= PROMPT =
The answer should consist of all the records, copied exactly.

Dataset items:
========
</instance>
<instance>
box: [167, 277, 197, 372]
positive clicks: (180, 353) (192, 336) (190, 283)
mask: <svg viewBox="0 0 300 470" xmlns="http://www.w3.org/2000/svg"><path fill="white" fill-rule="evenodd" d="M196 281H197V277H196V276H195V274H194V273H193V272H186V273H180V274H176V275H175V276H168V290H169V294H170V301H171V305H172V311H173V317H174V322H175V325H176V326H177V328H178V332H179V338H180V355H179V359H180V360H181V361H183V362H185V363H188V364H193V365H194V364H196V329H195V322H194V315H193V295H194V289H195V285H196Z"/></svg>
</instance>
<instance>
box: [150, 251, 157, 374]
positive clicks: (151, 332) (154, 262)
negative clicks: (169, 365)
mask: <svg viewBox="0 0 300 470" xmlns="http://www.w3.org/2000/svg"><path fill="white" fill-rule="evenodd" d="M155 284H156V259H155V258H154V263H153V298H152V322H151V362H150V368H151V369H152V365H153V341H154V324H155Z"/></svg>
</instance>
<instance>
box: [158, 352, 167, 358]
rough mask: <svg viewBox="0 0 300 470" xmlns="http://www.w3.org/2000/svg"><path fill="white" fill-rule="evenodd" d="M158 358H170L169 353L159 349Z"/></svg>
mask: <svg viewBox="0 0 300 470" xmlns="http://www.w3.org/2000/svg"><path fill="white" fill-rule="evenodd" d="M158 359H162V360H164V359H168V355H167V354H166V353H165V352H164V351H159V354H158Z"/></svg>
========
= ANSWER FOR THE TASK =
</instance>
<instance>
box: [167, 277, 197, 372]
positive clicks: (180, 353) (192, 336) (190, 283)
mask: <svg viewBox="0 0 300 470" xmlns="http://www.w3.org/2000/svg"><path fill="white" fill-rule="evenodd" d="M196 281H197V277H196V276H195V274H194V273H193V272H186V273H180V274H176V275H175V276H168V290H169V294H170V301H171V305H172V311H173V317H174V322H175V325H176V326H177V328H178V332H179V338H180V355H179V359H180V360H181V361H183V362H185V363H188V364H193V365H194V364H196V329H195V322H194V315H193V295H194V289H195V285H196Z"/></svg>
</instance>
<instance>
box: [150, 251, 157, 374]
positive clicks: (151, 332) (154, 262)
negative clicks: (169, 365)
mask: <svg viewBox="0 0 300 470" xmlns="http://www.w3.org/2000/svg"><path fill="white" fill-rule="evenodd" d="M155 284H156V259H155V258H154V263H153V298H152V322H151V362H150V368H151V369H152V365H153V341H154V324H155Z"/></svg>
</instance>
<instance>
box: [158, 352, 167, 358]
rough mask: <svg viewBox="0 0 300 470" xmlns="http://www.w3.org/2000/svg"><path fill="white" fill-rule="evenodd" d="M158 358H170L169 353L159 349Z"/></svg>
mask: <svg viewBox="0 0 300 470" xmlns="http://www.w3.org/2000/svg"><path fill="white" fill-rule="evenodd" d="M158 359H162V360H164V359H168V355H167V354H166V353H165V352H164V351H159V354H158Z"/></svg>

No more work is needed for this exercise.